Your instructions
Swap "blue jeans" for "denim jeans" in everything from the line containing "Provide one point per instance of the blue jeans" down to the line containing "[(570, 84), (446, 29)]", and write out only those lines again with nothing else changed.

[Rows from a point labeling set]
-=-=-
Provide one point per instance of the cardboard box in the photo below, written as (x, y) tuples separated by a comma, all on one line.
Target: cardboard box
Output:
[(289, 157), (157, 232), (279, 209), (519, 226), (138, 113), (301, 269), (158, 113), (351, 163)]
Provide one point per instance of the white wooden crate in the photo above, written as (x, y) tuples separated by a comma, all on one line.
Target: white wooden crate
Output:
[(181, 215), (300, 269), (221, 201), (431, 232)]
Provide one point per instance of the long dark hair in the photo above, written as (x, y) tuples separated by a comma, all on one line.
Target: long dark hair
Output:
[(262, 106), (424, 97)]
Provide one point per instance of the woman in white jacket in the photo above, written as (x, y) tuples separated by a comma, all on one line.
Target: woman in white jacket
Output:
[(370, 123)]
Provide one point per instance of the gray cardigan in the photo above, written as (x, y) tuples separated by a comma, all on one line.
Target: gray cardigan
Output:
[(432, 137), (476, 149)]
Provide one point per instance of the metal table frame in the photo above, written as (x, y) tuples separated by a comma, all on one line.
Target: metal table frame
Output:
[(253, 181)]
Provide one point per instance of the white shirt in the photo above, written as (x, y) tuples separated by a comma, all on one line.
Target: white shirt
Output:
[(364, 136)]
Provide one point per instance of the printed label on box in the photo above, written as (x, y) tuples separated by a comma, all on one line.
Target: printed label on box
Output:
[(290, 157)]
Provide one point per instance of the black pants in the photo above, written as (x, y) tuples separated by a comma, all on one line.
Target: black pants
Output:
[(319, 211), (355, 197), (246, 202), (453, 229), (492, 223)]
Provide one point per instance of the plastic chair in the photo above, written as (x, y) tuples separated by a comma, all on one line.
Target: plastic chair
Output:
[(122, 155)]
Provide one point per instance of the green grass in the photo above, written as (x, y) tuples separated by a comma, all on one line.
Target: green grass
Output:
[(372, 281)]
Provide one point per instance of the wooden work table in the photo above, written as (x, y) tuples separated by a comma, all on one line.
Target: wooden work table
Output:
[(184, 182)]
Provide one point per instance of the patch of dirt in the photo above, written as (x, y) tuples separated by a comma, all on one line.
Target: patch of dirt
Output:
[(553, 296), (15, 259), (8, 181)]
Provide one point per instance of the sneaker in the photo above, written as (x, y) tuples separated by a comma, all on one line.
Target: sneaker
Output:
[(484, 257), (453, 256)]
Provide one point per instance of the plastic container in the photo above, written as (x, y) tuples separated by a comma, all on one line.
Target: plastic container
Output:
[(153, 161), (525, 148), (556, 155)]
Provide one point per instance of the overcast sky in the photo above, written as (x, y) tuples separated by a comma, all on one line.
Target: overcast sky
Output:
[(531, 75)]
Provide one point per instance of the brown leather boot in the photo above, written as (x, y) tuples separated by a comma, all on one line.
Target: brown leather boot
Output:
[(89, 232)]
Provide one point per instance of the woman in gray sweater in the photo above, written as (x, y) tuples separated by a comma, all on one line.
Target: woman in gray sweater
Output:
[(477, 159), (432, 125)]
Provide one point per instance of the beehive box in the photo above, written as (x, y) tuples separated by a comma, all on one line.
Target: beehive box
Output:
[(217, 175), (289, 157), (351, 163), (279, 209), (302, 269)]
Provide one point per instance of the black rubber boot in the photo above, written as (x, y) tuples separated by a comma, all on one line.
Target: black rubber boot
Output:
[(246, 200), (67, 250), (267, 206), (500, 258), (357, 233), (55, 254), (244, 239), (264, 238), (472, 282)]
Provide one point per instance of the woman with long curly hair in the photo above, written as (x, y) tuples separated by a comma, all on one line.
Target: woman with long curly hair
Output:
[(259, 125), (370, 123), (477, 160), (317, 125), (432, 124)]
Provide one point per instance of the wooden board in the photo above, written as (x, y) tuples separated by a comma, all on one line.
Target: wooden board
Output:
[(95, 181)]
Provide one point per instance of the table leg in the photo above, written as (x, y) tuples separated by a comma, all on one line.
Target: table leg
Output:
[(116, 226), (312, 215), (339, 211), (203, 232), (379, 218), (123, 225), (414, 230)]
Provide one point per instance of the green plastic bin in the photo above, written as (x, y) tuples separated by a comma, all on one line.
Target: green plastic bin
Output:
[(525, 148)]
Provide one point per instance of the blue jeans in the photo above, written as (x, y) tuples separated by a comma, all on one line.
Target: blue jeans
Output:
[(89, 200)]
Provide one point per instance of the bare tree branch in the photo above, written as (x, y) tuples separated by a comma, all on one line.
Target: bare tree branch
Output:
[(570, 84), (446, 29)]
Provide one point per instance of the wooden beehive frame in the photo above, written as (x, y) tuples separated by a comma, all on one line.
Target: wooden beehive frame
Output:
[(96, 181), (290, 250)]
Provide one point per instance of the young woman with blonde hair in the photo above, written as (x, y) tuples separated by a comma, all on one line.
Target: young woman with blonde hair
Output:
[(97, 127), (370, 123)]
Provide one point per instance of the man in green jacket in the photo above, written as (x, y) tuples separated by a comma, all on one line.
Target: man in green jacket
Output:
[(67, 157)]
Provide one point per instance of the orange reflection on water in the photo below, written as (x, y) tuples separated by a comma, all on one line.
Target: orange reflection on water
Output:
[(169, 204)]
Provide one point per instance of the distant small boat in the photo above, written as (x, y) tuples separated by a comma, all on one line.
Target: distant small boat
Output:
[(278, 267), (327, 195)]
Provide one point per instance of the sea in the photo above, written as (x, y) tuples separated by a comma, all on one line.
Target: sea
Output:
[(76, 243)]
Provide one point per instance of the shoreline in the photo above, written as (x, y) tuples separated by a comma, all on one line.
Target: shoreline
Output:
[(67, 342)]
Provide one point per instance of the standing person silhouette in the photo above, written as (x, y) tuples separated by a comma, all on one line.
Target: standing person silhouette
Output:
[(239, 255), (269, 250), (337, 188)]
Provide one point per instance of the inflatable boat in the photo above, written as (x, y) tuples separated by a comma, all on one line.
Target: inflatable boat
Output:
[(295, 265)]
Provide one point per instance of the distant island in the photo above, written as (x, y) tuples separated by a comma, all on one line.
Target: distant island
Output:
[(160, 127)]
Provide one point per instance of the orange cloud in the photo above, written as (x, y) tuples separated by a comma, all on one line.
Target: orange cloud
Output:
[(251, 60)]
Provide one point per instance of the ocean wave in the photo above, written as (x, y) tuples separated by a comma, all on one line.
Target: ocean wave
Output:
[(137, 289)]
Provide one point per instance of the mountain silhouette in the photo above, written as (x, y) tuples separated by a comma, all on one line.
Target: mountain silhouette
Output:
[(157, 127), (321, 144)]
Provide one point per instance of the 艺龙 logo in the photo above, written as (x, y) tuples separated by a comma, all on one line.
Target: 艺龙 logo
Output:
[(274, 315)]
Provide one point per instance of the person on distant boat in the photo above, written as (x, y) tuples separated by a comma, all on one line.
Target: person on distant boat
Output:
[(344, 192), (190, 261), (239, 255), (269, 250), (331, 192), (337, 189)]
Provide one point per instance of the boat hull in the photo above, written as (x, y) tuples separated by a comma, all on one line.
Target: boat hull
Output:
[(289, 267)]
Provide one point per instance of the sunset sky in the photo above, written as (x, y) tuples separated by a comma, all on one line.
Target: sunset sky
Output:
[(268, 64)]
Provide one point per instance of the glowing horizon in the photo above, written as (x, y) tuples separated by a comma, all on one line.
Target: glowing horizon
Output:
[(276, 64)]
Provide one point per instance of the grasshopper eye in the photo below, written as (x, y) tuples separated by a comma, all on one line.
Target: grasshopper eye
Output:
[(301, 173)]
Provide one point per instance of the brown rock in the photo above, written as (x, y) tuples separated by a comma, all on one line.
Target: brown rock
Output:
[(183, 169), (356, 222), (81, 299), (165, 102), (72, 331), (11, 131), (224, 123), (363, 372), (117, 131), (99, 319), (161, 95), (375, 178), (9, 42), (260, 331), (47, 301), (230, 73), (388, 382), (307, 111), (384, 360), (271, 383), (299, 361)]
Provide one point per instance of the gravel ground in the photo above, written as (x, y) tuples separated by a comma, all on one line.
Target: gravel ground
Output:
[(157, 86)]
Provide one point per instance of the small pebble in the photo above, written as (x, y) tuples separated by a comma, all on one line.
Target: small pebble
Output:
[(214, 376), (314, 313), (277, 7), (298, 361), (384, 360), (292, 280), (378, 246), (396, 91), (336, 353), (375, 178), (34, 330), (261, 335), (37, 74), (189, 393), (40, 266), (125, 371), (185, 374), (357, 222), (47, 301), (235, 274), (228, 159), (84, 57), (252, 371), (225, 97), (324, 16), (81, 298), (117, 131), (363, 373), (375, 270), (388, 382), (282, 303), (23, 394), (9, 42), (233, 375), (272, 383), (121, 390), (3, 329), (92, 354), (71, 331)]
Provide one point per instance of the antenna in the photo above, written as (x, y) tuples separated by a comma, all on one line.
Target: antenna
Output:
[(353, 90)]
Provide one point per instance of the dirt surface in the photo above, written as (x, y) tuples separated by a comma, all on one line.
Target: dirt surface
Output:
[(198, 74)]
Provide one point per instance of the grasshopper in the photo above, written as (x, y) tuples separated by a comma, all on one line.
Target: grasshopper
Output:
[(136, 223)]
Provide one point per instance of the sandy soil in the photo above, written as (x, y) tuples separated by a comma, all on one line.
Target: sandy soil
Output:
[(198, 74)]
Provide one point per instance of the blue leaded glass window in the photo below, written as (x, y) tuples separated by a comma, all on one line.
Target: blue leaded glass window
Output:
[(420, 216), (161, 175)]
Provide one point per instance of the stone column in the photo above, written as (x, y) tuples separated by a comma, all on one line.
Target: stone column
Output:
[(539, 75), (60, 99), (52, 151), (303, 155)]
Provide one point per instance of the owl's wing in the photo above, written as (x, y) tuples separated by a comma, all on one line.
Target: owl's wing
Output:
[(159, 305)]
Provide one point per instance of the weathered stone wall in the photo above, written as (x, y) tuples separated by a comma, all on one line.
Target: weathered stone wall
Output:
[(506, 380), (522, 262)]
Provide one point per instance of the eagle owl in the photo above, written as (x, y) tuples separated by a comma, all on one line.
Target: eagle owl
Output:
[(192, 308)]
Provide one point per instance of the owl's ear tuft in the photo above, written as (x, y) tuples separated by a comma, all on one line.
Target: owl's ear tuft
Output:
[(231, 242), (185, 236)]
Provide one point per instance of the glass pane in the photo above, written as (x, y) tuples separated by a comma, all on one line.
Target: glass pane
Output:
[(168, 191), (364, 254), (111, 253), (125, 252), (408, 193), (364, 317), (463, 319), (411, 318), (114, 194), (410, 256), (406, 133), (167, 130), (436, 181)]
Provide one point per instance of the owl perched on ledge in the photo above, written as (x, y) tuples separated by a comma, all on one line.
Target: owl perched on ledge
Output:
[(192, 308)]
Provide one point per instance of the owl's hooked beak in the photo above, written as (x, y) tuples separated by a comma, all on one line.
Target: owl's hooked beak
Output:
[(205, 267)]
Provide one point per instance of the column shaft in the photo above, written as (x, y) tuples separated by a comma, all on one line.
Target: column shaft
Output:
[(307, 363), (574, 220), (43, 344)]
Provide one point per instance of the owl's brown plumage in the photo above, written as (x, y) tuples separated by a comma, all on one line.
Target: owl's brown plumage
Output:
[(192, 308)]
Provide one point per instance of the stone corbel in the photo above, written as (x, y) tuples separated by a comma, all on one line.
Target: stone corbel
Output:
-=-=-
Written response
Provide one point per instance of the denim jeans in the photo above, written as (x, y) tuples separated by a comma, all on one line.
Target: denim jeans
Output:
[(89, 200)]
Provide one point per instance of the bare tree branch in the photo above, written as (x, y) tuples separated by a comma, all on one line.
Target: bare tree branch
Output:
[(570, 84), (446, 29)]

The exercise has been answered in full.